**What is expected**
Every record should be copied exactly, and the images omitted.

Source data Block Start

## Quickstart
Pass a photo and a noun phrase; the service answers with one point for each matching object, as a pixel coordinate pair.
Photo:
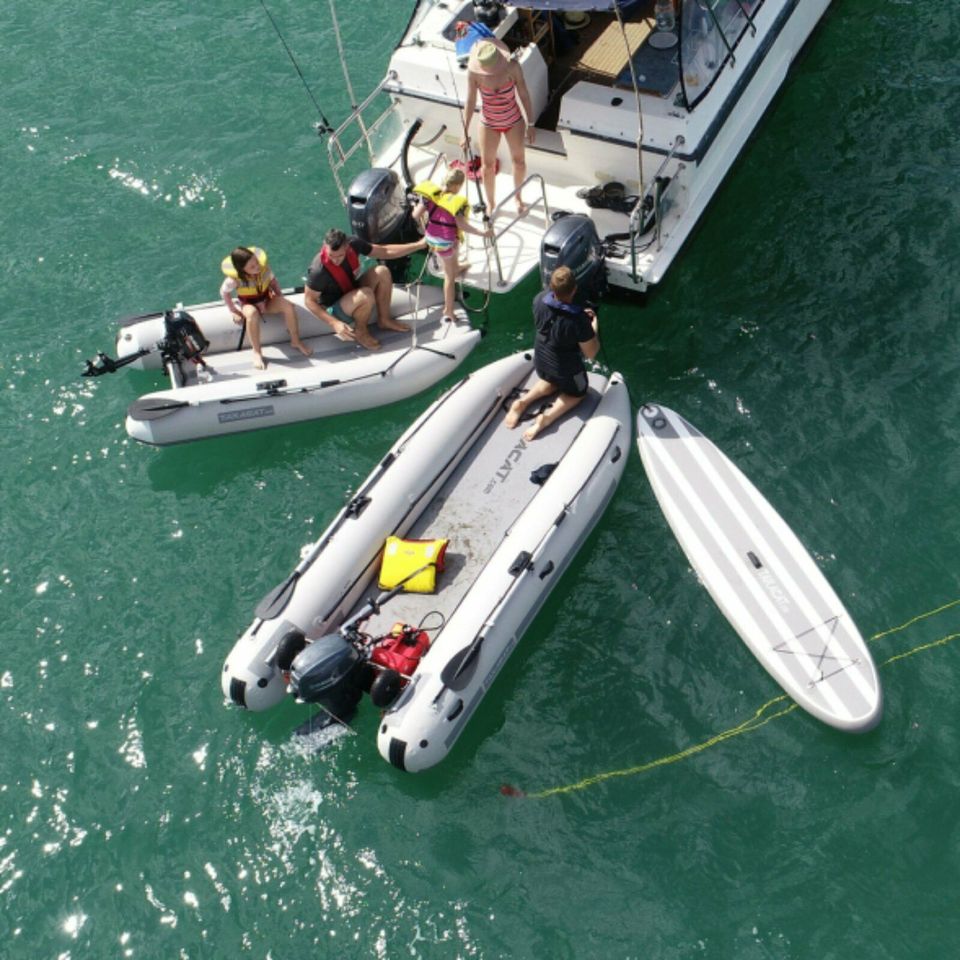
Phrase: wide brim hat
(488, 57)
(575, 20)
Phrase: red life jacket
(345, 281)
(401, 649)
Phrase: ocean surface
(809, 328)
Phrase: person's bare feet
(513, 415)
(364, 338)
(392, 324)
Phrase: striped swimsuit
(499, 109)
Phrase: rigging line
(324, 126)
(759, 719)
(636, 93)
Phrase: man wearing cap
(337, 291)
(498, 80)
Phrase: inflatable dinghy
(512, 514)
(215, 389)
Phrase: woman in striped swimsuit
(499, 82)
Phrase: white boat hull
(231, 396)
(595, 138)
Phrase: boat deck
(479, 503)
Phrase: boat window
(709, 32)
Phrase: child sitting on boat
(446, 213)
(250, 279)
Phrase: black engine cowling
(330, 672)
(378, 211)
(572, 241)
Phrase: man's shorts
(339, 313)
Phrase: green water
(808, 329)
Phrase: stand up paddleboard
(759, 574)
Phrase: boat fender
(402, 558)
(385, 688)
(291, 643)
(542, 473)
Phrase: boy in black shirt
(566, 334)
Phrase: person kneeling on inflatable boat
(250, 279)
(566, 334)
(446, 213)
(336, 291)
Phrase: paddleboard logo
(251, 413)
(504, 470)
(774, 590)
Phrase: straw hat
(575, 20)
(488, 57)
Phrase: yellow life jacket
(401, 558)
(453, 203)
(250, 288)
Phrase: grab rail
(546, 215)
(338, 153)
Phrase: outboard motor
(336, 670)
(330, 672)
(488, 12)
(183, 341)
(572, 241)
(378, 212)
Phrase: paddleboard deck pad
(759, 574)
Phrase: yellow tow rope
(761, 718)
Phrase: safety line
(759, 719)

Source data Block End

**The completed task**
## Quickstart
Pass a photo and a noun phrase; the service answers with one point for each matching object, as a pixel coordinate pair.
Photo:
Phrase: wide brim hat
(488, 57)
(575, 20)
Phrase: red life jacket
(345, 281)
(401, 649)
Phrase: ocean surface
(809, 328)
Phrase: person's bare feet
(513, 415)
(364, 338)
(392, 324)
Phrase: striped swimsuit
(499, 109)
Phrase: rigging line
(324, 126)
(759, 719)
(636, 93)
Phrase: man wearing cap
(337, 291)
(498, 80)
Phrase: inflatable dinghy
(512, 514)
(215, 389)
Phrase: woman in striped swimsuit
(499, 82)
Phrase: white boat hull
(231, 396)
(595, 138)
Phrase: boat deck
(479, 503)
Phrase: boat window
(709, 32)
Phrase: child sitting on boat
(446, 213)
(250, 279)
Phrase: black engine cowling
(330, 672)
(378, 211)
(572, 241)
Phrase: man's shorts
(339, 313)
Phrase: green water
(808, 329)
Phrase: stand up paddleboard
(759, 574)
Phrase: boat fender
(402, 558)
(385, 688)
(291, 643)
(542, 473)
Phrase: boy in black shirt
(566, 334)
Phrase: person kneeling on inflatable boat
(250, 279)
(566, 334)
(446, 213)
(336, 291)
Phrase: paddleboard logo
(251, 413)
(504, 470)
(774, 590)
Phrase: straw hat
(575, 20)
(488, 57)
Phrase: yellow life jacket
(401, 558)
(453, 203)
(250, 288)
Phrase: grab rail
(546, 215)
(338, 153)
Phrase: outboard motor
(336, 670)
(330, 672)
(488, 12)
(183, 341)
(572, 241)
(378, 212)
Phrase: paddleboard deck pad
(759, 574)
Phrase: yellow tow rope
(761, 718)
Phrase: safety line
(759, 719)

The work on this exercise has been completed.